- MATERIAL FOR THE TASK -
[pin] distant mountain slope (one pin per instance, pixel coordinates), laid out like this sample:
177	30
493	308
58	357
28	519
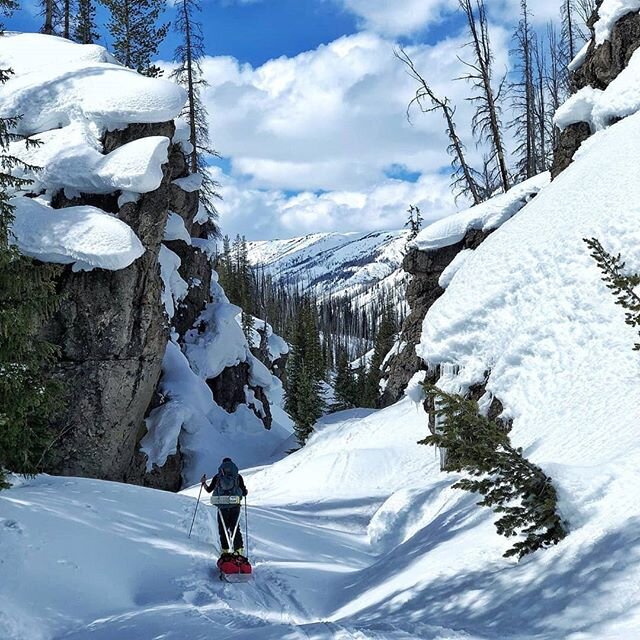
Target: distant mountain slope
336	263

- EXERCISE -
Can you retype the records above line for line, with no changes, while leaving out the pictures?

- ANSWER BELOW -
[pin] distant mountain slope (one pin per instance, pixel coordinates), laid out like this sample:
177	30
493	308
58	357
28	519
Target: distant mountain slope
336	263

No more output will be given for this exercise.